REQUIREMENTS: Convert every line of the records below into a JSON list of strings, one string per line, with blank lines omitted. Do not include the pictures in your answer.
******
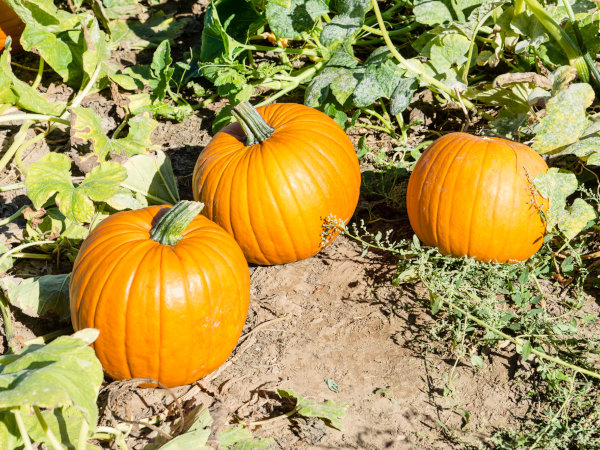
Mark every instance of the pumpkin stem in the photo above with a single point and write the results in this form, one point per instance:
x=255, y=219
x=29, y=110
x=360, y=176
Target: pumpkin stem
x=253, y=124
x=168, y=229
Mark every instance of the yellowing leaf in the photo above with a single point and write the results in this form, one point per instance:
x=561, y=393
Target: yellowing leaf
x=86, y=126
x=565, y=118
x=573, y=219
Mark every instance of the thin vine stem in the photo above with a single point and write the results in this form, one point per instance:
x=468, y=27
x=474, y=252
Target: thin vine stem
x=34, y=117
x=18, y=248
x=9, y=333
x=13, y=216
x=49, y=434
x=410, y=67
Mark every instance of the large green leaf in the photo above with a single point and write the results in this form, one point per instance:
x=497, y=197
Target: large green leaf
x=62, y=378
x=565, y=119
x=347, y=22
x=216, y=40
x=141, y=34
x=72, y=44
x=63, y=373
x=298, y=18
x=150, y=180
x=38, y=296
x=15, y=92
x=52, y=174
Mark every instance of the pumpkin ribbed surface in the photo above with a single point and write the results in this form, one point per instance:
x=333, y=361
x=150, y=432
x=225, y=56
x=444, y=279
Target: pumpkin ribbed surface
x=10, y=25
x=473, y=196
x=172, y=313
x=275, y=196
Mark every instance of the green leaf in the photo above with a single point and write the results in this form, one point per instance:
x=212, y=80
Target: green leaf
x=152, y=178
x=575, y=218
x=329, y=411
x=7, y=264
x=216, y=41
x=63, y=373
x=72, y=44
x=140, y=34
x=436, y=12
x=38, y=296
x=565, y=118
x=15, y=92
x=300, y=17
x=447, y=50
x=161, y=69
x=587, y=149
x=51, y=174
x=347, y=22
x=556, y=185
x=98, y=185
x=86, y=126
x=116, y=9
******
SOLUTION:
[
  "Mark every instance of the pumpkin stem in the photo above with a single point and write the results in this form, one point per instance:",
  "x=255, y=219",
  "x=29, y=110",
  "x=360, y=176",
  "Target: pumpkin stem",
  "x=253, y=124",
  "x=168, y=229",
  "Mark every instance of the yellowing leaf in the photo above with a single point and write the results in this form, one point per instance:",
  "x=561, y=393",
  "Target: yellowing leaf",
  "x=86, y=126",
  "x=565, y=118",
  "x=573, y=219",
  "Mark every instance of the thin vine stem in the photo above with a single point and write the results in this form, one point per instance:",
  "x=468, y=27",
  "x=474, y=252",
  "Target: thin vine stem",
  "x=34, y=117",
  "x=18, y=248",
  "x=9, y=333",
  "x=13, y=216",
  "x=49, y=434",
  "x=410, y=67",
  "Mark every instance of the large green leaf in the photo above with a single point and write the results in this form, one point per instance:",
  "x=497, y=197",
  "Target: large green leaf",
  "x=62, y=378",
  "x=565, y=119",
  "x=347, y=22",
  "x=216, y=40",
  "x=141, y=34",
  "x=72, y=44",
  "x=63, y=373",
  "x=298, y=18",
  "x=150, y=180",
  "x=38, y=296",
  "x=15, y=92",
  "x=52, y=174",
  "Mark every instance of the pumpkin ribbed surface in the photo above with a single point and write the results in this form, one point per instance:",
  "x=333, y=361",
  "x=150, y=432",
  "x=225, y=56",
  "x=444, y=279",
  "Target: pumpkin ribbed surface",
  "x=10, y=25",
  "x=473, y=196",
  "x=172, y=313",
  "x=275, y=196",
  "Mark every instance of the green leaf in the photo above with a single point and write the results in this form, one point per instance:",
  "x=212, y=80",
  "Target: green leaf",
  "x=152, y=178",
  "x=575, y=218",
  "x=329, y=411",
  "x=7, y=264",
  "x=216, y=41",
  "x=63, y=373",
  "x=72, y=44",
  "x=140, y=34",
  "x=436, y=12",
  "x=38, y=296",
  "x=565, y=118",
  "x=15, y=92",
  "x=300, y=17",
  "x=447, y=50",
  "x=161, y=69",
  "x=587, y=149",
  "x=51, y=174",
  "x=347, y=22",
  "x=556, y=185",
  "x=98, y=185",
  "x=86, y=126",
  "x=116, y=9"
]